- TEXT -
For what I am doing, I do not understand; for I am not practicing what I would like to do, but I am doing the very thing I hate.
(Thank you Peter Dusan, for the insights I needed to write this blog!)
Five year old Joey pushes his classmate out of the way to get to the front of the line. He is competitive and likes to have his way, even at the risk of strong consequences. He is enthralled with stories about war, about Star Wars, and super heroes. He is interested in battle. Deep within Joey, another war is taking place, a battle waging in his heart – one that pushes and pulls at him toward both naughty and nice deeds.
In the same way, thirteen year Cynthia is prone to gossip, and spreads lies about her friend Andrea who is “in love” with the same guy. Cynthia rationalizes her loose tongue by focusing on finding fault with Andrea. Doing so makes her numb to the discontentment that accompanies her own self- centered ways. She prefers to ignore the tug-of-war taking place within her heart and fights with others.

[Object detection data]
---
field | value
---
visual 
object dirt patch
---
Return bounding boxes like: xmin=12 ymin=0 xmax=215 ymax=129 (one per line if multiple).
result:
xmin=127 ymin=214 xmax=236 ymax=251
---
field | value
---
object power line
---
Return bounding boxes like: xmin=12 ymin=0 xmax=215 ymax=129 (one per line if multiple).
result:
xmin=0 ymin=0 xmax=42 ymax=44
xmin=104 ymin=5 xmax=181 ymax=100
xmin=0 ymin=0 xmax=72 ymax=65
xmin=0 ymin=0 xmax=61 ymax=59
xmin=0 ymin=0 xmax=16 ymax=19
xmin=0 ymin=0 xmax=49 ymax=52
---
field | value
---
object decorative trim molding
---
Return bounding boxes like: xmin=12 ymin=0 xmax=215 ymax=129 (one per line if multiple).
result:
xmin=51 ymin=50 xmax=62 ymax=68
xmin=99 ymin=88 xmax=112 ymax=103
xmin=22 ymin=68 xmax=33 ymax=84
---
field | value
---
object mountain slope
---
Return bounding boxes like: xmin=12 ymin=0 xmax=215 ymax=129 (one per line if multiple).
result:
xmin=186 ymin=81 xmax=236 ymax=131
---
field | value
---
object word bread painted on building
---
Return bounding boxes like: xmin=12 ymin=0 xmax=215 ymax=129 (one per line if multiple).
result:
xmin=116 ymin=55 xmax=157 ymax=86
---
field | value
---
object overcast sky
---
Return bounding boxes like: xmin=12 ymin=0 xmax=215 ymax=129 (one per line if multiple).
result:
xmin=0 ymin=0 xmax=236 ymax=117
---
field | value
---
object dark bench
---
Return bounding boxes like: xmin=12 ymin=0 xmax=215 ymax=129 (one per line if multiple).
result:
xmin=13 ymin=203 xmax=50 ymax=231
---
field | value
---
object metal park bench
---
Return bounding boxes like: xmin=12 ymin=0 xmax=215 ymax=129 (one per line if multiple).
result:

- TASK BRIEF -
In the passage on the battle inside the heart, write out the part beginning with "For what I am" and ending with "write this blog!)", putting "detest" in place of "hate".

- ANSWER BELOW -
For what I am doing, I do not understand; for I am not practicing what I would like to do, but I am doing the very thing I detest.
(Thank you Peter Dusan, for the insights I needed to write this blog!)